What you will do
Copy out the lines below without changing anything, and leave the pictures out of your answer.

Supplied entries
╭──
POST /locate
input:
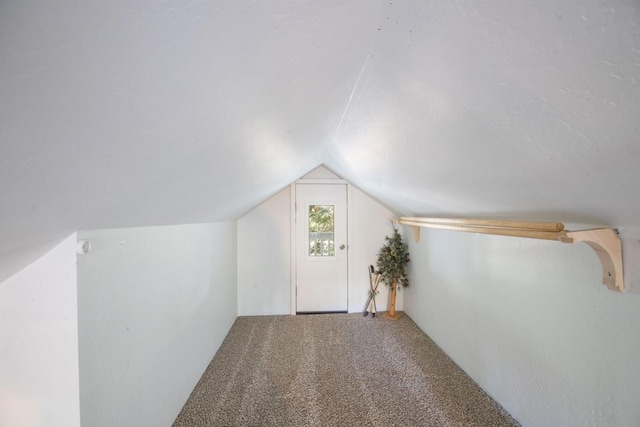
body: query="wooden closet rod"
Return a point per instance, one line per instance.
(518, 225)
(604, 241)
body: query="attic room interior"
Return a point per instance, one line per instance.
(172, 137)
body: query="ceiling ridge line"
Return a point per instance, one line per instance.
(356, 83)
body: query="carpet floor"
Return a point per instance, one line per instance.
(335, 370)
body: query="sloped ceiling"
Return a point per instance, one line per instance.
(125, 113)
╰──
Answer to this exercise
POST /locate
input:
body: query="wooden closet rod"
Return a point per instance, one line per instance.
(518, 225)
(604, 241)
body: query="attic room interior"
Return a point per instance, one line per instance.
(172, 137)
body: query="ceiling ridge line"
Return a point per instance, one line per instance.
(356, 83)
body: query="carpet floor"
Return a point per instance, one line per instance.
(335, 370)
body: query="sloped ceiling"
Return a point per instance, one line per instance.
(125, 113)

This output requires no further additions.